Aug. 17, 2008 -- Every day, we breathe in 300 cigarettes' worth of a newly discovered form of air pollution, new research shows.

H. Barry Dellinger, PhD, chairman of environmental chemistry at Louisiana State University, calls the new pollutants persistent free radicals or PFRs. He reported the finding at the 236th national meeting of the American Chemical Society, held Aug. 17-21 in Philadelphia.

"We now know that free radicals similar to those in cigarettes are also found in airborne fine particles and potentially can cause many of the same life-threatening conditions," Dellinger says in a news release. "This is a staggering but not unbelievable result, when one considers all the diseases in the world that cannot currently be attributed to a specific origin."

Free radicals are highly reactive compounds that can damage human cells. Scientists have long known that free radicals spew into the air during the burning of fuels or in the same photochemical processes that produce ozone. But they thought they all disappeared in less than a second.

Dellinger says that the chemical methods used to detect free radicals accidentally converted PFRs into molecules that were mistaken for other pollutants. His studies show that these free radicals persist in the air for days or longer.

Fine airborne particles -- the dangerous form of air pollution that triggers bad-air alerts in many cities -- carry PFRs into our lungs.

"We now have evidence that these PFRs are pervasive in the environment and may exist in higher concentrations than most organic pollutants," Dellinger says in his presentation abstract.

One of the hazards of cigarettes is that smokers inhale free radicals directly into their lungs. The new finding suggests that in the form of PFRs, the average person inhales the same amount of free radicals as in 300 cigarettes -- every day.

More research is needed to definitively link PFRs to human disease.

[Stored data entries]
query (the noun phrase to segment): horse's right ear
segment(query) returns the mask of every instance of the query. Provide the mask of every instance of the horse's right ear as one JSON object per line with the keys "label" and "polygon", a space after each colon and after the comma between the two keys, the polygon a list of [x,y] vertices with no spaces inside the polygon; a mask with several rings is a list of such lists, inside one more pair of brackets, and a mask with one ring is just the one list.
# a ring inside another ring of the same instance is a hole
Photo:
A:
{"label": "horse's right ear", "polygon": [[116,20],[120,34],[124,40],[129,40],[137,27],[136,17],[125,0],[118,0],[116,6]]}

*LIST OF TASKS*
a: According to the article on air pollution, how long do the newly discovered free radicals persist in the air?
b: Rewrite the part of the article on air pollution between "Free radicals are" and "his presentation abstract.", inclusive, substituting "persistent free radicals" for "PFRs" each time it appears.
The data above were taken from a different source than the text.

*ANSWERS FOR THE TASKS*
a: They persist in the air for days or longer.

b:
Free radicals are highly reactive compounds that can damage human cells. Scientists have long known that free radicals spew into the air during the burning of fuels or in the same photochemical processes that produce ozone. But they thought they all disappeared in less than a second.

Dellinger says that the chemical methods used to detect free radicals accidentally converted persistent free radicals into molecules that were mistaken for other pollutants. His studies show that these free radicals persist in the air for days or longer.

Fine airborne particles -- the dangerous form of air pollution that triggers bad-air alerts in many cities -- carry persistent free radicals into our lungs.

"We now have evidence that these persistent free radicals are pervasive in the environment and may exist in higher concentrations than most organic pollutants," Dellinger says in his presentation abstract.